• _Short problem 1_:
In the blog post, how old does the writer say they recently turned?
• _Short problem 2_:
Write the next part of the personal question-and-answer blog post, starting after its final sentence about diet and exercise.

-- Start Excerpt --

The end of the semester approacheth*. With what sober meditation shall I begin this lengthy discussion? Let us begin with St. Anselm, and his ontological argument for the existence of the Deity.
1. St. Anselm, and His Ontological Argument for the Existence of the Deity
Pineapples are my favorite fruit!
2. What's your name?
Some of the people reading this blog know my name. It's not a great mystery. If you're one of those who don't it's not a big deal. I am in reality a very boring person, and many people find conversations with me confusing.
Would I like you if I met you? Probably. I like most people I meet. For example, in the two schools where I work, I like 19 people out of the 20 or so I regularly see there. In terms of other foreign residents, I think the ratio is similar. I don't, however, trust people who say they like everyone. Such people probably need to get more in touch with themselves.
3. How old are you?
I turned 46 recently. I also have a daughter who recently turned 20. Do I feel old? Not really. I feel pretty much the same as I always do. I feel like me.
It's a very obvious thing to say, but exercise and eating right helps. I've noticed that friends who don't eat right or exercise seem to get sick a lot easier.

-- End Excerpt --
-- Start Given information --

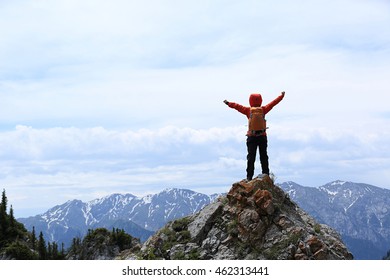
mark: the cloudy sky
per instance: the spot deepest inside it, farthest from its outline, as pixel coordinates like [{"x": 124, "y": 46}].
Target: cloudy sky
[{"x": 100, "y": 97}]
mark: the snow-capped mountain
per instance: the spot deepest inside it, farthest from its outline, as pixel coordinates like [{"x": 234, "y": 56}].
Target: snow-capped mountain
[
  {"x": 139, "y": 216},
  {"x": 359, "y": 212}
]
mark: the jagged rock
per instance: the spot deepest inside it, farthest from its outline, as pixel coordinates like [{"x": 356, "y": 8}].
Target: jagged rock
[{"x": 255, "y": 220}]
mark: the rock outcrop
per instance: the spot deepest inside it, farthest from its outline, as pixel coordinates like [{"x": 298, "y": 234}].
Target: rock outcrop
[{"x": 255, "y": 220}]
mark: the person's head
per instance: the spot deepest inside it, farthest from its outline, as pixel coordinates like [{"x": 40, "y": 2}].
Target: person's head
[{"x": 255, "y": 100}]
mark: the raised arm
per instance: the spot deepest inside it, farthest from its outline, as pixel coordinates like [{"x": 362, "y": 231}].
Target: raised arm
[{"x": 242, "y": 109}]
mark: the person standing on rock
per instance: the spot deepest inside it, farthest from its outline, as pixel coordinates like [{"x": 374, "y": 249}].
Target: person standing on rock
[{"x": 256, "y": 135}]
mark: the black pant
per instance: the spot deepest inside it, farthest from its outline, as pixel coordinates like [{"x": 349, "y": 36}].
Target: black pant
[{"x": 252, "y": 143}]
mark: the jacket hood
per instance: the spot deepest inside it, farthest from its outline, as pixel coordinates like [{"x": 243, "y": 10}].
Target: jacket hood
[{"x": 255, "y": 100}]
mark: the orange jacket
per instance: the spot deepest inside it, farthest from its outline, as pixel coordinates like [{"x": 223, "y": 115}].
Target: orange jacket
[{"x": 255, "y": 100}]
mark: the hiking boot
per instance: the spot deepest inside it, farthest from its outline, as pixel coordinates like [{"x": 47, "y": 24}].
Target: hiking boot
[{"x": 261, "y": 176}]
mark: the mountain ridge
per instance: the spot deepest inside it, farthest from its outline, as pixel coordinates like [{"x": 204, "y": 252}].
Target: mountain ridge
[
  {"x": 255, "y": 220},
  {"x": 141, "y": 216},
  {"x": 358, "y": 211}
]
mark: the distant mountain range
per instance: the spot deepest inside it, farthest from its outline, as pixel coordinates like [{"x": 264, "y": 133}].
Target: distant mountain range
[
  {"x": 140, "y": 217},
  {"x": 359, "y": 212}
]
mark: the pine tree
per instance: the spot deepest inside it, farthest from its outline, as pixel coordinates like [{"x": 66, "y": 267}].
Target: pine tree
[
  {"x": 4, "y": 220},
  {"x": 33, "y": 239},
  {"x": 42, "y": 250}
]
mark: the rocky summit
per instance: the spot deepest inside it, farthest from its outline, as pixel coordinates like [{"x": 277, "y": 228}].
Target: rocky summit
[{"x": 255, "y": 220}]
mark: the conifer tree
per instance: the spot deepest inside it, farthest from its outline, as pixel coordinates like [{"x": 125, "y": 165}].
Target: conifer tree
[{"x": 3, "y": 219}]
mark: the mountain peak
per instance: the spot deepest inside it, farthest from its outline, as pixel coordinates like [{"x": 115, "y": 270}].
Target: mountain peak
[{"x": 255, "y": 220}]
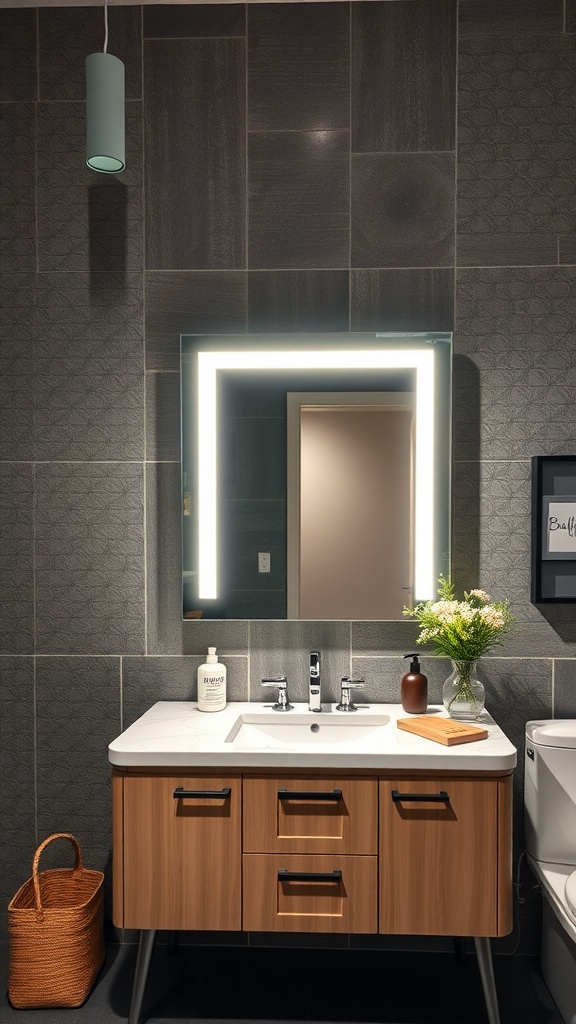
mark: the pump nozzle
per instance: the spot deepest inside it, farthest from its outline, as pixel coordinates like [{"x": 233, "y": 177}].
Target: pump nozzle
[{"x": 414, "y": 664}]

-- End Given information --

• _Exercise answer 1_:
46

• _Exercise answer 2_:
4. What color is it?
It, as in the universe? I like to think of the universe as being turquoise, like those stones you buy in desert places. My favorite color is green, but I like to think of the universe as being turquoise. I'll bet you anything that there's some weird religion or philosophy centered around colors, and that in this system of belief turquoise has a special connotation.
5. Is it a bird?
"Bird" in Taiwan is often slang for penis. English teachers here must always be careful when using "bird" in the classroom, especially in conjunction with "small" or "big." Junior high school students always have a field day with "bird." When I was teaching junior high school "motel" was another danger word.
6. Are you fat?
No, not at all. Some people tell me I'm too thin. In the summer I sweat off a lot of weight, in the winter I'm slightly bigger.
7. Who's he?
You mean that guy outside, on the basketball court? I believe he's the school PE teacher. Today seems to be jump rope class. I like PE teachers more when they don't yell all the time. Some PE teachers are big believers in military-style discipline, and hearing them berate kids for not lining up properly gets old fast.
8. Are you a doctor?
No, I'm not. I happen to be a teacher of English. I've been a teacher of English for over twenty years, and yes, I still like the job. Unlike some other foreign English teachers, I'm not looking to teach in a university (done that already), and I'm not overly concerned with how much I make in comparison to others.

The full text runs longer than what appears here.